*Materials provided*
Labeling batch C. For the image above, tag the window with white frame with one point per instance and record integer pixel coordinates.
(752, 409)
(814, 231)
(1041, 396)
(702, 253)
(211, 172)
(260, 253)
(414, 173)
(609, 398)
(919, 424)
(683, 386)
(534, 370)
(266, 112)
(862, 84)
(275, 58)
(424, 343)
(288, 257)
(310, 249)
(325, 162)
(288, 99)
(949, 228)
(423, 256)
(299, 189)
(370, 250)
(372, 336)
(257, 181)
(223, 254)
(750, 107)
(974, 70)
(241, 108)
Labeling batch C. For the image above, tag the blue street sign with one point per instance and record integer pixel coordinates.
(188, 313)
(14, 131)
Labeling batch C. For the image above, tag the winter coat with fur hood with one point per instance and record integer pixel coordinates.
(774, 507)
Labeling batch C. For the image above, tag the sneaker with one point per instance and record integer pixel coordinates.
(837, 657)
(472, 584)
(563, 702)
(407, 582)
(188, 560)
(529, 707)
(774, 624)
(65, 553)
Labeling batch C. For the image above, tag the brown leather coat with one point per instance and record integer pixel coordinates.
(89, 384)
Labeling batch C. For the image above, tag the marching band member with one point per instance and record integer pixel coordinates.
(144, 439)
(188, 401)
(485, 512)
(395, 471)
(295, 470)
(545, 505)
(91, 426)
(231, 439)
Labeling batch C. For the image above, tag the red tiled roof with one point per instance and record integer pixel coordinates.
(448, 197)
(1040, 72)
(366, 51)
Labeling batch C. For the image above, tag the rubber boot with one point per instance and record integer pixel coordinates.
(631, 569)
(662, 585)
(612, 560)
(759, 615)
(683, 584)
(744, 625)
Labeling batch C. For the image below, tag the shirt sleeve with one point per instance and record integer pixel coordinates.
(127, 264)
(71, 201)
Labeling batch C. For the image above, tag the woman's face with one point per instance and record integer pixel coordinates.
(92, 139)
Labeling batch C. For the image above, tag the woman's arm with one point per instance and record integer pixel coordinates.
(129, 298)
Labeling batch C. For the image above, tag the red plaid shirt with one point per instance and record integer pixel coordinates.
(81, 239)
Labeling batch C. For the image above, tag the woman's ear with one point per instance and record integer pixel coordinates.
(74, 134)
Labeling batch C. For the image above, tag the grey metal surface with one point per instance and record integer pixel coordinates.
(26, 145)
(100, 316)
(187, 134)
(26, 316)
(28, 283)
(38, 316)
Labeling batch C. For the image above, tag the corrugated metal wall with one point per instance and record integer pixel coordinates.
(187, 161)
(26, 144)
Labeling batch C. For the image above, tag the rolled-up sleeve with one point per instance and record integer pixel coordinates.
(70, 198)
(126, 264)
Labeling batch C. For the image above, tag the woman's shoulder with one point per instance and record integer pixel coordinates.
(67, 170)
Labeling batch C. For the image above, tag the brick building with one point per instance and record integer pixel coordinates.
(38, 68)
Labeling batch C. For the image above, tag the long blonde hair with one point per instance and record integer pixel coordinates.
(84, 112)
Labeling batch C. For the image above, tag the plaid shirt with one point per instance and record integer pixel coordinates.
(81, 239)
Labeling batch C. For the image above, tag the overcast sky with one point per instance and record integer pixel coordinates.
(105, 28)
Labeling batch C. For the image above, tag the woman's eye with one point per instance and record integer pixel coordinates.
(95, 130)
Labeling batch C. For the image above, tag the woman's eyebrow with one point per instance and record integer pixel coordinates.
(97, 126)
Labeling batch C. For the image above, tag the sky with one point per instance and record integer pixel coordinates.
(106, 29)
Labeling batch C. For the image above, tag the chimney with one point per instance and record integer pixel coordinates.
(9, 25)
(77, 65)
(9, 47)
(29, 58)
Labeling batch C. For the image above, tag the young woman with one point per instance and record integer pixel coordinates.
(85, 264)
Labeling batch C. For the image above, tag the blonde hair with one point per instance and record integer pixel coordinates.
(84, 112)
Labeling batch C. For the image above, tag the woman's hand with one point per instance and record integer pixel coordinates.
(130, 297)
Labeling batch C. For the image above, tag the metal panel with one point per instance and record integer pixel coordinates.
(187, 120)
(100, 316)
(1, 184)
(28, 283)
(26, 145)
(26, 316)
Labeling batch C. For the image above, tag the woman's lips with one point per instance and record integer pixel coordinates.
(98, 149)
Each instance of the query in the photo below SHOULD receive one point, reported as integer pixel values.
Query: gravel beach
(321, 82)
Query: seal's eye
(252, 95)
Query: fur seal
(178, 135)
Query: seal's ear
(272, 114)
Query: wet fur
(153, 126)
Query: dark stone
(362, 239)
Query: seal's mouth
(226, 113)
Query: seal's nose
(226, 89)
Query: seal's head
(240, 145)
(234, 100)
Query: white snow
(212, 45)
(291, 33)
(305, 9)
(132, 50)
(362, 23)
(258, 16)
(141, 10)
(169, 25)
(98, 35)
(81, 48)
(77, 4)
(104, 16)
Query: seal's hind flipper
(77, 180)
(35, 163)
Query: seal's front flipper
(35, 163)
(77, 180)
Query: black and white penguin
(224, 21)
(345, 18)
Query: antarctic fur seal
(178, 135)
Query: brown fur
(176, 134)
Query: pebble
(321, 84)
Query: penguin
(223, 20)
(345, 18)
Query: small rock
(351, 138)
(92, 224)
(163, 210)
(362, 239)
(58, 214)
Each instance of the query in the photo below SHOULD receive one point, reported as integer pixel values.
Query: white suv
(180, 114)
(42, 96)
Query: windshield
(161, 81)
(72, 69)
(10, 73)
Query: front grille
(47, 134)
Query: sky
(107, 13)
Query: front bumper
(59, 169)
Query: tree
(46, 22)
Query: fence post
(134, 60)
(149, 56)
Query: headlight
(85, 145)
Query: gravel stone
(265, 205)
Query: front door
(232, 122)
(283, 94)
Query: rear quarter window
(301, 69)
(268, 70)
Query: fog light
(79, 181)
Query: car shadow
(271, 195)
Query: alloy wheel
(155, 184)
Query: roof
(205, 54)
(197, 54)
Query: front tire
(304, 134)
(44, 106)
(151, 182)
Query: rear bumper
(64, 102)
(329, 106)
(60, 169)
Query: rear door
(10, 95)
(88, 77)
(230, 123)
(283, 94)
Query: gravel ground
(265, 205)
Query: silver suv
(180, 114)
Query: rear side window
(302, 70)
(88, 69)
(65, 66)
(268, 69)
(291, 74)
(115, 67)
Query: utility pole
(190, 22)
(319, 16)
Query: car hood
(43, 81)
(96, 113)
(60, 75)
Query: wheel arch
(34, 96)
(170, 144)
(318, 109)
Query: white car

*Exercise details*
Give back all of the data exactly, with every line intact.

*Exercise output*
Labeling batch C. For the image above, tag the window with white frame with one point per instance and record integer pixel coordinates.
(752, 409)
(814, 231)
(1041, 396)
(702, 253)
(211, 172)
(260, 253)
(414, 173)
(609, 398)
(919, 424)
(683, 386)
(534, 370)
(266, 112)
(862, 84)
(275, 58)
(424, 343)
(288, 257)
(310, 249)
(325, 162)
(288, 99)
(949, 228)
(423, 256)
(299, 189)
(370, 250)
(372, 336)
(257, 181)
(223, 254)
(750, 107)
(974, 70)
(241, 108)
Labeling batch C. For the image above, tag the blue street sign with one point per instance and record integer pixel coordinates.
(188, 313)
(14, 131)
Labeling batch C. For the image above, tag the winter coat with fur hood with one point per instance and record integer pixel coordinates.
(774, 507)
Labeling batch C. For the image above, tag the sneaker with one point per instance and record integer pixel coordinates.
(837, 657)
(472, 584)
(563, 702)
(407, 582)
(188, 560)
(529, 707)
(774, 624)
(65, 553)
Labeling batch C. For the image above, tag the brown leather coat with one point per instance and record integer pixel coordinates.
(89, 384)
Labeling batch C. For the image above, tag the marching band member with one point per instance and record integer pixel coordinates.
(144, 439)
(188, 401)
(485, 512)
(395, 471)
(295, 470)
(545, 505)
(91, 426)
(231, 439)
Labeling batch C. For the image above, tag the red tiled roof with one point per instance and record integer pixel coordinates.
(448, 197)
(1040, 72)
(366, 51)
Labeling batch C. For the image above, tag the rubber boot with one point per instance and record integer pixel coordinates.
(631, 569)
(662, 585)
(612, 560)
(759, 615)
(683, 584)
(744, 625)
Labeling batch C. For the image below, tag the shirt sleeve with one point per instance and record integer pixel coordinates.
(127, 264)
(71, 201)
Labeling batch C. For the image above, tag the woman's face with one point per instance and record integer pixel coordinates.
(92, 139)
Labeling batch C. For the image above, tag the woman's arm with one point per instance and record integer pixel coordinates.
(129, 298)
Labeling batch C. For the image above, tag the red plaid shirt with one point per instance and record integer pixel coordinates.
(81, 239)
Labeling batch C. For the image above, tag the woman's ear with one point per instance and record integer pixel coordinates.
(74, 134)
Labeling batch C. For the image above, tag the grey metal surface with one point per instance and record integer pixel coordinates.
(26, 145)
(100, 316)
(187, 134)
(26, 316)
(28, 283)
(38, 316)
Labeling batch C. For the image above, tag the corrugated metal wall with one point per instance and record integer pixel coordinates.
(187, 161)
(26, 144)
Labeling batch C. For the image above, tag the rolled-up sleeve with one point per instance and record integer pixel coordinates.
(70, 198)
(126, 264)
Labeling batch C. For the image above, tag the woman's shoulder with one point per instance and record integer pixel coordinates.
(67, 170)
Labeling batch C. For the image above, tag the brick building with one point per instance and record integer pixel coordinates.
(38, 68)
Labeling batch C. For the image above, tag the long blonde hair with one point per instance and record integer pixel coordinates.
(84, 112)
Labeling batch C. For the image above, tag the plaid shirt with one point per instance and record integer pixel coordinates.
(81, 239)
Labeling batch C. For the image above, tag the overcast sky with one point per instance and record integer pixel coordinates.
(105, 28)
Labeling batch C. For the image above, tag the woman's eye with one point per instance and record integer pixel coordinates.
(95, 130)
Labeling batch C. For the image above, tag the woman's eyebrow with one point per instance and record integer pixel coordinates.
(97, 126)
Labeling batch C. For the image above, tag the sky with one point per instance and record integer pixel coordinates.
(106, 29)
Labeling batch C. For the image above, tag the chimney with one point per instance and record integer pixel coordinates.
(9, 25)
(77, 65)
(9, 47)
(29, 58)
Labeling batch C. For the image above, tag the young woman with one point per instance and record integer pixel coordinates.
(85, 264)
Labeling batch C. For the image above, tag the blonde hair with one point per instance and record integer pixel coordinates.
(84, 112)
Labeling batch C. For the image above, tag the woman's hand with one point per instance and record integer pixel coordinates.
(130, 297)
Labeling batch C. For the image above, tag the metal panel with one point per instance and record integer pixel coordinates.
(187, 120)
(100, 316)
(1, 184)
(28, 283)
(26, 145)
(26, 316)
Labeling batch C. For the image above, tag the woman's lips with one point per instance and record integer pixel coordinates.
(98, 149)
Each instance of the query in the photo below SHOULD receive one point, reported as integer pixel values.
Query: gravel beach
(321, 82)
Query: seal's eye
(252, 95)
Query: fur seal
(178, 135)
Query: seal's ear
(272, 114)
Query: wet fur
(153, 126)
Query: dark stone
(362, 239)
Query: seal's mouth
(226, 113)
Query: seal's nose
(226, 89)
Query: seal's head
(240, 145)
(234, 100)
Query: white snow
(212, 45)
(291, 33)
(305, 9)
(132, 50)
(362, 23)
(258, 16)
(141, 10)
(169, 25)
(98, 35)
(81, 48)
(77, 4)
(104, 16)
Query: seal's hind flipper
(77, 180)
(35, 163)
Query: seal's front flipper
(35, 163)
(77, 180)
Query: black and white penguin
(224, 21)
(345, 18)
Query: antarctic fur seal
(178, 135)
Query: brown fur
(176, 134)
Query: pebble
(321, 84)
Query: penguin
(223, 20)
(345, 18)
Query: small rock
(351, 138)
(92, 224)
(163, 210)
(362, 239)
(58, 214)
Each instance of the query in the photo below SHOULD receive one point, reported as integer pixel values.
Query: white suv
(180, 114)
(42, 96)
Query: windshield
(161, 81)
(72, 69)
(10, 73)
Query: front grille
(47, 134)
Query: sky
(107, 13)
Query: front bumper
(59, 169)
Query: tree
(46, 22)
Query: fence post
(134, 60)
(149, 56)
Query: headlight
(85, 145)
Query: gravel stone
(265, 205)
Query: front door
(232, 122)
(283, 94)
Query: rear quarter window
(301, 69)
(268, 70)
Query: fog light
(79, 181)
Query: car shadow
(271, 195)
Query: alloy wheel
(155, 184)
Query: roof
(205, 54)
(197, 54)
Query: front tire
(304, 134)
(44, 106)
(151, 182)
Query: rear bumper
(64, 102)
(329, 106)
(60, 169)
Query: rear door
(10, 95)
(88, 77)
(230, 123)
(283, 94)
Query: gravel ground
(265, 205)
Query: silver suv
(180, 114)
Query: rear side window
(302, 70)
(88, 69)
(65, 66)
(268, 69)
(291, 74)
(115, 67)
Query: utility pole
(190, 22)
(319, 16)
Query: car hood
(43, 81)
(96, 113)
(60, 75)
Query: wheel arch
(34, 96)
(170, 144)
(318, 109)
Query: white car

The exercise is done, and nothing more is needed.